# [TASK INSTRUCTIONS]
Report every line of the entries below that contains the string "rope", copying each such line in full. Matching is case-sensitive.
***** DATASET ROWS *****
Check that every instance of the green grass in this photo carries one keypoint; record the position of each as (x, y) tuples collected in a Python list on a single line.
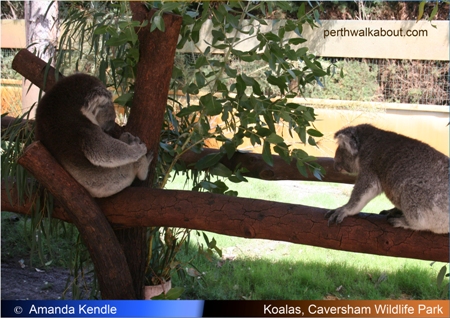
[(264, 269)]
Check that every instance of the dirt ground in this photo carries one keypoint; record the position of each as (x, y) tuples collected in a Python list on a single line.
[(30, 283)]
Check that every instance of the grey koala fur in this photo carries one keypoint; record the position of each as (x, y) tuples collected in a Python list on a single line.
[(73, 120), (413, 175)]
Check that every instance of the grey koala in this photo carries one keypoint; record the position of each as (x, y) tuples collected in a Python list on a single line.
[(413, 175), (73, 120)]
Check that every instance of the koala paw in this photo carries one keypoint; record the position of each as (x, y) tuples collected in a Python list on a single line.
[(335, 216), (130, 139), (149, 156), (398, 222), (392, 213)]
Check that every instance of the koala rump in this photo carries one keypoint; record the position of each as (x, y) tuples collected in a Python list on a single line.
[(73, 121), (413, 175)]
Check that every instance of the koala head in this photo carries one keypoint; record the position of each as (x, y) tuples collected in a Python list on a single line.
[(346, 157), (99, 109)]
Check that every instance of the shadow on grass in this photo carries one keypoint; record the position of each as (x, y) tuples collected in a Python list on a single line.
[(265, 279)]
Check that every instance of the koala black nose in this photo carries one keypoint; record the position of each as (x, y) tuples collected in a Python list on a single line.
[(109, 126)]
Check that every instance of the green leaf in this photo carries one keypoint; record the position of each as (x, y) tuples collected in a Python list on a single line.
[(311, 141), (201, 61), (274, 139), (173, 294), (158, 21), (441, 275), (267, 154), (221, 170), (314, 133), (301, 168), (188, 110), (230, 71), (211, 104), (208, 161), (421, 8), (296, 41)]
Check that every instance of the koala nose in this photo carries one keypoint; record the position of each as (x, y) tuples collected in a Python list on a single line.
[(109, 126)]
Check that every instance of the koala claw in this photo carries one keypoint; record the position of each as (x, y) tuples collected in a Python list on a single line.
[(392, 213), (333, 217), (130, 139), (149, 156)]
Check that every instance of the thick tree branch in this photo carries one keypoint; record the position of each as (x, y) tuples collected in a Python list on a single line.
[(364, 233), (115, 281)]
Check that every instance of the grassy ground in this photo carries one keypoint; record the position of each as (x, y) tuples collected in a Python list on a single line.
[(264, 269)]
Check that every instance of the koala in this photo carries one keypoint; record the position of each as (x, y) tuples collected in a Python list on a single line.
[(73, 121), (413, 175)]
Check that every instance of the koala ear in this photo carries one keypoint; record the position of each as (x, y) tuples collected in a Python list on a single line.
[(347, 139)]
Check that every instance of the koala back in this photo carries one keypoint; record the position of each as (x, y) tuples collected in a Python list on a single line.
[(76, 106), (413, 175)]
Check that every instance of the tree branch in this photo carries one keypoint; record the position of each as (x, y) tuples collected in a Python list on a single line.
[(250, 218), (115, 281)]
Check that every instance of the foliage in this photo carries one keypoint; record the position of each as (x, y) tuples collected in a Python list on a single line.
[(442, 286), (6, 57)]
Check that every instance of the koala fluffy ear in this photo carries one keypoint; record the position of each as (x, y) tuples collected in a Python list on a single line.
[(347, 139)]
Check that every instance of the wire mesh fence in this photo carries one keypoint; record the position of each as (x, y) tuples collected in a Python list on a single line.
[(374, 80), (406, 81)]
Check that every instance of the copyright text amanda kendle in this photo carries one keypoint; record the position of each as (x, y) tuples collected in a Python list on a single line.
[(374, 32)]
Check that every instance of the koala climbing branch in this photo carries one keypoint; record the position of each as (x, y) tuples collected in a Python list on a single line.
[(83, 211), (364, 233)]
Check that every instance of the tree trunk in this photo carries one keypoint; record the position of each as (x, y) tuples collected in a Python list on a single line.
[(110, 264), (154, 71)]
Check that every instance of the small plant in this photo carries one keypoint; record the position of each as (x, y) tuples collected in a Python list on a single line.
[(443, 286)]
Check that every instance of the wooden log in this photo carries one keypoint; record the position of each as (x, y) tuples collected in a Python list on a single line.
[(115, 281), (250, 218)]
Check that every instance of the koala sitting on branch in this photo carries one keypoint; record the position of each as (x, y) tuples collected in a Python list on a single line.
[(413, 175), (73, 120)]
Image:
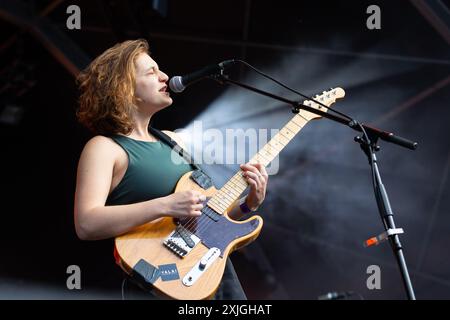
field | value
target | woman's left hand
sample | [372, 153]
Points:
[257, 177]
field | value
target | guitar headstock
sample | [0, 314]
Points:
[327, 98]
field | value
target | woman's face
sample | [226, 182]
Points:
[151, 89]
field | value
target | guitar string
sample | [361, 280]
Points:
[202, 227]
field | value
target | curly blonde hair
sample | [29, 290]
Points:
[107, 88]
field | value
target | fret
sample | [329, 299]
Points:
[296, 126]
[223, 196]
[230, 192]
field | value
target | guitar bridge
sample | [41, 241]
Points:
[181, 241]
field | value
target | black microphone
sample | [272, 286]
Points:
[335, 295]
[179, 83]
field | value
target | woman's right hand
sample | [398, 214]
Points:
[184, 204]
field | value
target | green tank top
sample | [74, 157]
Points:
[153, 171]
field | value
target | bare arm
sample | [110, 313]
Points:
[94, 220]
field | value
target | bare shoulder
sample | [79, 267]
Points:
[176, 137]
[101, 148]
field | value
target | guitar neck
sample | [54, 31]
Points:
[232, 190]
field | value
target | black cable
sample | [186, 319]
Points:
[292, 90]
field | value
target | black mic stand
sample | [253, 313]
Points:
[368, 143]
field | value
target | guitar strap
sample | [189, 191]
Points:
[199, 176]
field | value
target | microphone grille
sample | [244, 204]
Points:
[176, 84]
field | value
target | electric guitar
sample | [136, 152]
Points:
[185, 259]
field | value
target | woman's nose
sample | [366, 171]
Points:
[163, 77]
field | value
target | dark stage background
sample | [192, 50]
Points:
[319, 207]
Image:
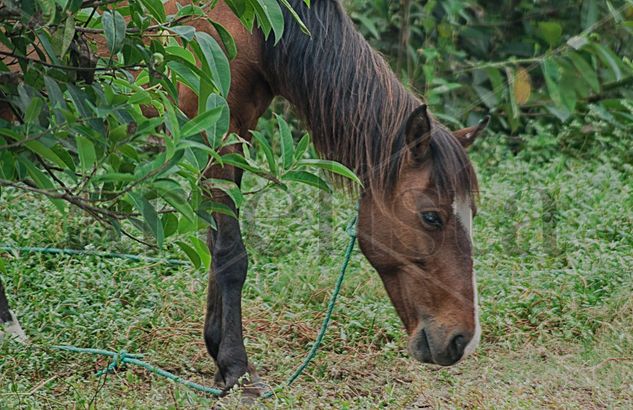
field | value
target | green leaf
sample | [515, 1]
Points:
[238, 161]
[587, 73]
[216, 62]
[268, 152]
[179, 204]
[114, 29]
[86, 151]
[190, 252]
[287, 145]
[552, 79]
[228, 187]
[307, 178]
[201, 122]
[269, 13]
[227, 40]
[42, 181]
[46, 153]
[156, 9]
[170, 224]
[496, 80]
[186, 32]
[551, 32]
[302, 147]
[331, 166]
[69, 34]
[149, 215]
[514, 108]
[609, 58]
[33, 110]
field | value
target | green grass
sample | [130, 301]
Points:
[557, 314]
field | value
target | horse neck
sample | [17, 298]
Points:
[351, 100]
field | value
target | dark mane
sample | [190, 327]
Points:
[353, 103]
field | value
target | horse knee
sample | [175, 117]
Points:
[230, 263]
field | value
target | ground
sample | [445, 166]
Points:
[554, 257]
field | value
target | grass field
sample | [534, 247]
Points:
[554, 255]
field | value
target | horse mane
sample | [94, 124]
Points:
[353, 103]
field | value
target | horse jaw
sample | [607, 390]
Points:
[13, 329]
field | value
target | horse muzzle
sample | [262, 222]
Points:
[429, 346]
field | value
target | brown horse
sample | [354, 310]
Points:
[415, 218]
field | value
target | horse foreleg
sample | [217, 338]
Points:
[8, 321]
[223, 322]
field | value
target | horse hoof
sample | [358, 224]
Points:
[13, 329]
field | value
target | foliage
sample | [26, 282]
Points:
[556, 310]
[517, 59]
[92, 88]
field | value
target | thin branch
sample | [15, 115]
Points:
[67, 67]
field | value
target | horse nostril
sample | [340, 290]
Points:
[457, 347]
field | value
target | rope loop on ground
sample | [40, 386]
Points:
[122, 357]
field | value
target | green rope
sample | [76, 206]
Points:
[136, 258]
[122, 357]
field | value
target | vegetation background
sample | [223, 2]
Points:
[554, 242]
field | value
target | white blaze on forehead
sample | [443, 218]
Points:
[464, 214]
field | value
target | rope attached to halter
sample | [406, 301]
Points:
[122, 358]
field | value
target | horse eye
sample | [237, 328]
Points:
[432, 219]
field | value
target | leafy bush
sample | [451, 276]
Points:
[519, 60]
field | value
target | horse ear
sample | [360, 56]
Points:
[466, 136]
[418, 132]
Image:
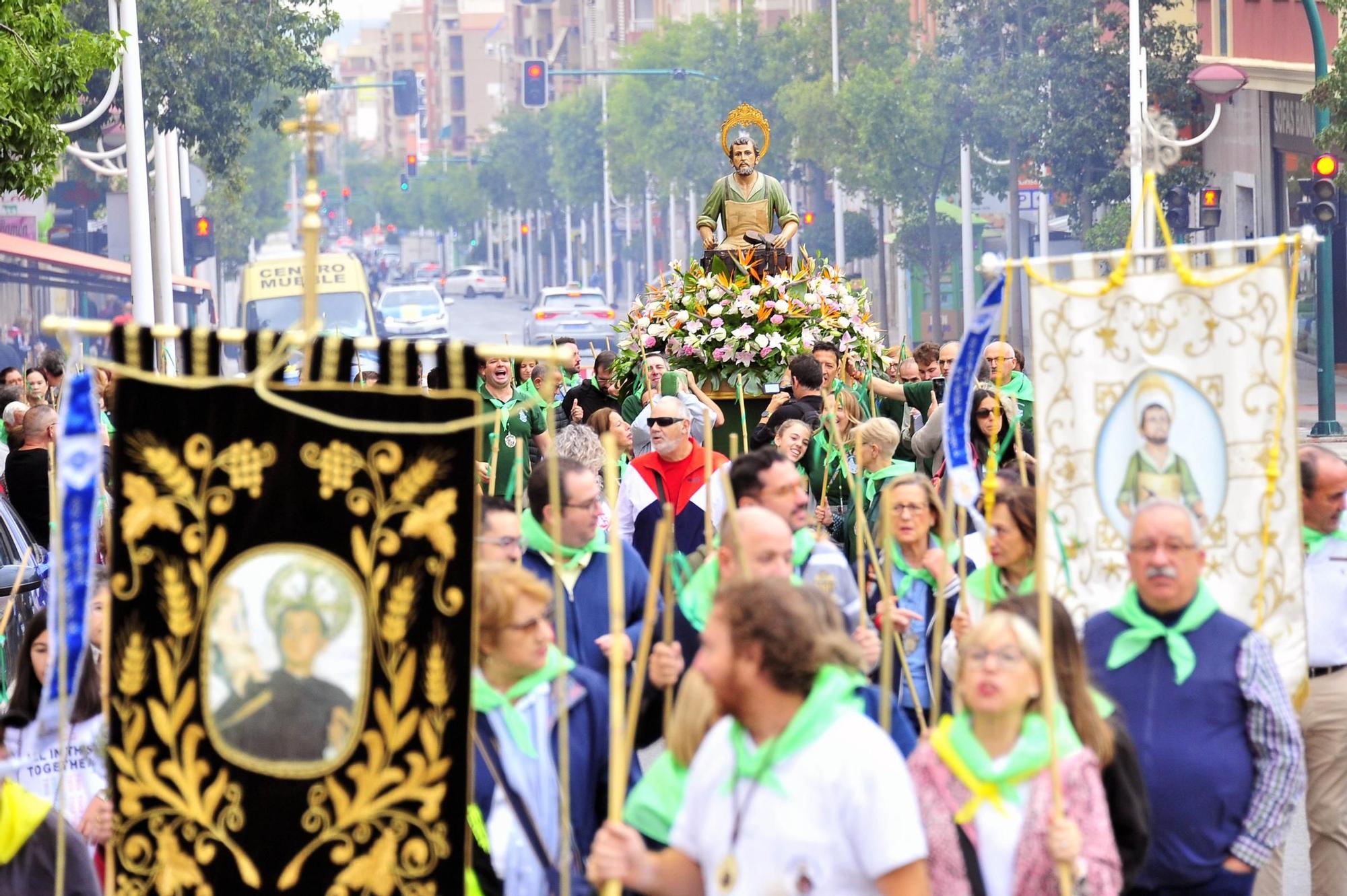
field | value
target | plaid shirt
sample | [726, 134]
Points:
[1279, 753]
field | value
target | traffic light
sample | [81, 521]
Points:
[405, 93]
[1177, 209]
[535, 83]
[1325, 190]
[203, 240]
[71, 229]
[1209, 214]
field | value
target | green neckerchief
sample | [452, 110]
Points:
[964, 755]
[987, 584]
[895, 469]
[487, 699]
[832, 695]
[1315, 540]
[657, 800]
[1146, 629]
[538, 539]
[697, 598]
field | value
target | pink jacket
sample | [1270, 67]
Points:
[941, 796]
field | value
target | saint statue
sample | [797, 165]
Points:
[747, 201]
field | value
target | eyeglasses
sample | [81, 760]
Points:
[1006, 657]
[910, 510]
[1152, 547]
[531, 625]
[504, 543]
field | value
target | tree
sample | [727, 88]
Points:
[216, 71]
[45, 66]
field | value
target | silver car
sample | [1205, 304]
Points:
[414, 311]
[570, 311]
[472, 281]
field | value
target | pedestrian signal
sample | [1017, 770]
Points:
[1177, 207]
[535, 83]
[1209, 214]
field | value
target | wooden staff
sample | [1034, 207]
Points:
[744, 420]
[1047, 670]
[618, 762]
[560, 691]
[643, 650]
[518, 477]
[496, 450]
[667, 634]
[709, 525]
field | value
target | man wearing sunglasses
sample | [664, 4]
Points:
[674, 473]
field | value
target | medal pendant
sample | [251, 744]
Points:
[728, 874]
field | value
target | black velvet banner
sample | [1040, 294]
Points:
[292, 638]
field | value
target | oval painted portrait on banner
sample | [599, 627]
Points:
[285, 661]
[1162, 440]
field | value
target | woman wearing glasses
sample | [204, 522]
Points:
[984, 786]
[517, 780]
[923, 567]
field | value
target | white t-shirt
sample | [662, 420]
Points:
[999, 837]
[848, 817]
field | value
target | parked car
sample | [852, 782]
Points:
[473, 281]
[414, 311]
[30, 595]
[573, 311]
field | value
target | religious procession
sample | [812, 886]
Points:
[467, 563]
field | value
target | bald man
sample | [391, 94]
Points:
[1006, 368]
[676, 473]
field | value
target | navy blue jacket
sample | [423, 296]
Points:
[1193, 745]
[587, 609]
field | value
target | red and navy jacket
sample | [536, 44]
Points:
[645, 491]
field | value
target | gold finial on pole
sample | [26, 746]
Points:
[310, 225]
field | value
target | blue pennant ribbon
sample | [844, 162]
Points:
[958, 396]
[79, 467]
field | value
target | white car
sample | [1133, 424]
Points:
[473, 281]
[414, 311]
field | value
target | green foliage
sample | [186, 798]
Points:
[45, 67]
[218, 70]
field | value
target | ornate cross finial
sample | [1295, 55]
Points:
[310, 225]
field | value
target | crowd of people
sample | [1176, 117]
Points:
[767, 758]
[1170, 763]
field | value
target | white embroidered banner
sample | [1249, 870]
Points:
[1170, 389]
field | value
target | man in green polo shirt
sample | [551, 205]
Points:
[519, 421]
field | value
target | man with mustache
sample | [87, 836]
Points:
[1200, 691]
[746, 201]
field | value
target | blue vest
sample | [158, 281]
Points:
[1195, 754]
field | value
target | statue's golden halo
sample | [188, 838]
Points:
[746, 114]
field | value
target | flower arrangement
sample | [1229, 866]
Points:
[739, 329]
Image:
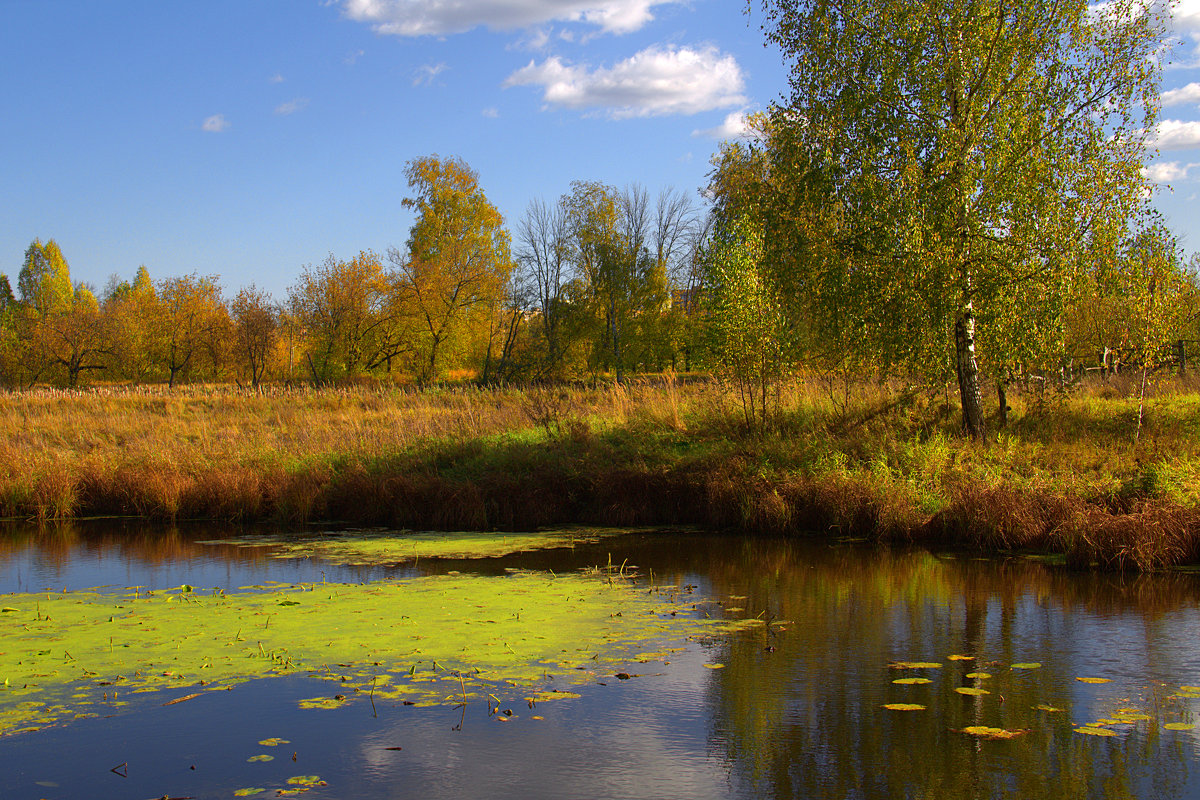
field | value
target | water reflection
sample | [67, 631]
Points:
[796, 711]
[801, 711]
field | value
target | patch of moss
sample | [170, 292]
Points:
[431, 639]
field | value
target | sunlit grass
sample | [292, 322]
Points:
[870, 459]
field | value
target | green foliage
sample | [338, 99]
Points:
[745, 320]
[45, 278]
[970, 156]
[457, 264]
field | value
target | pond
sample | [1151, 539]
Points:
[198, 662]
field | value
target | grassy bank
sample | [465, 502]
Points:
[1065, 476]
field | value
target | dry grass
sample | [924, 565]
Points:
[882, 461]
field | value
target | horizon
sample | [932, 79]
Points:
[251, 140]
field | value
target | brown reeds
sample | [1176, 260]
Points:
[1065, 477]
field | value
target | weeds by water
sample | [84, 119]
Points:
[1066, 475]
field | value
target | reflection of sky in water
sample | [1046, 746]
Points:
[95, 558]
[802, 720]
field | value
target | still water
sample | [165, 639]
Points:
[790, 702]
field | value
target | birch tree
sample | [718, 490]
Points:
[972, 150]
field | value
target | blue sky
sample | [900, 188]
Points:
[246, 138]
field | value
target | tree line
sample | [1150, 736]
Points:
[953, 193]
[595, 282]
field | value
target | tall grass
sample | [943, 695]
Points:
[887, 462]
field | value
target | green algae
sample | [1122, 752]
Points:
[371, 548]
[421, 641]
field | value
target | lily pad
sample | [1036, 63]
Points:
[1092, 731]
[984, 732]
[516, 629]
[915, 665]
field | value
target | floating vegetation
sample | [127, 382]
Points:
[915, 665]
[983, 732]
[1093, 731]
[421, 641]
[372, 548]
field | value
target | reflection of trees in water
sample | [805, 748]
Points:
[798, 713]
[54, 545]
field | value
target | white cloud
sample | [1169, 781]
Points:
[424, 74]
[657, 80]
[215, 124]
[1168, 172]
[732, 127]
[1176, 134]
[1189, 94]
[1187, 16]
[292, 106]
[442, 17]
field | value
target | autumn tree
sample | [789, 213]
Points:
[256, 320]
[970, 150]
[745, 317]
[189, 320]
[457, 262]
[132, 308]
[45, 278]
[78, 341]
[349, 316]
[543, 257]
[617, 281]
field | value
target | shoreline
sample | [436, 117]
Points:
[616, 457]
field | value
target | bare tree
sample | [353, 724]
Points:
[544, 257]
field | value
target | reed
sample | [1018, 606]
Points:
[882, 461]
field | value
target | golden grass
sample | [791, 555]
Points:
[1065, 476]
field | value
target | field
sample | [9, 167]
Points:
[1066, 476]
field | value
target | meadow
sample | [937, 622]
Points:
*****
# [SOLVED EXERCISE]
target | rope loop on ground
target | green rope
target | rope attached to halter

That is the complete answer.